------ Material supplied
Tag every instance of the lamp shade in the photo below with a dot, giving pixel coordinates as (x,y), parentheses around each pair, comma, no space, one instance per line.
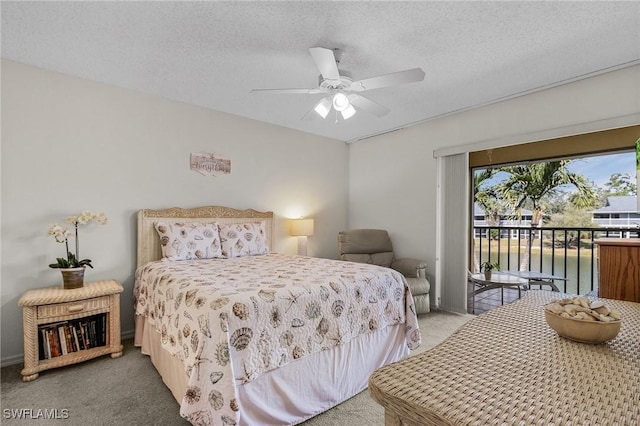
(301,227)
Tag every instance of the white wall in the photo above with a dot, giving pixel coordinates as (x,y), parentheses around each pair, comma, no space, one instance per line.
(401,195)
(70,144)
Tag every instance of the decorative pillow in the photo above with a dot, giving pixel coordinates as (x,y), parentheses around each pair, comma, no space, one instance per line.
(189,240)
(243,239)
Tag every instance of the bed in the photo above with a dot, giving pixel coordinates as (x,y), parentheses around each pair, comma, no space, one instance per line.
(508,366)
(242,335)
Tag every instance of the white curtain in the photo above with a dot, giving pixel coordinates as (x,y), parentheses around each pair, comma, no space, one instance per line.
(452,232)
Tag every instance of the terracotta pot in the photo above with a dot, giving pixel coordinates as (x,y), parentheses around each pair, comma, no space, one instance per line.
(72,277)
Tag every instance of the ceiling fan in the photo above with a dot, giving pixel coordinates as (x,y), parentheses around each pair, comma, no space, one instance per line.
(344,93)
------------
> _Exercise description_: Give the records again exactly, without pictures.

> _Task output_:
Tag every instance of the lamp shade in the photo below with a dot, giving pixel coordinates as (x,y), parentheses around each pair, comma, no space, one instance per line.
(301,227)
Tag every instance of the white wall in the photo above with a dot, giving pixel coordinates as (x,y), parentheses around each pair, comma, no space, one instance per line.
(401,195)
(70,144)
Tag every instance of the decorative pillow in the photo above with a dot, giving pixel coordinates as (x,y), parentheses around each pair, comma, no space, one instance per line.
(189,240)
(243,239)
Tag every instance of the bed in the photo above with a dot, giving pixel coordinates as (x,y), parentheses around each pair, comma, no space, one instance per line.
(508,366)
(242,335)
Tag every instance of the white curtain in the photo above with a dot, giving pixel coordinates as (x,y), parentheses around each pair, comma, no space, one instance per line.
(452,232)
Tag every instance of the terracotta pot in the photo above with a dot, giving pixel coordinates as (x,y), parentheses around each pair, comma, no space, one instance per line.
(72,277)
Tag every instance of the ceiling fan in the photo above with a dot, giving pixel coordinates as (x,y), parentheses around each pair, comma, no space, one instance per line.
(344,93)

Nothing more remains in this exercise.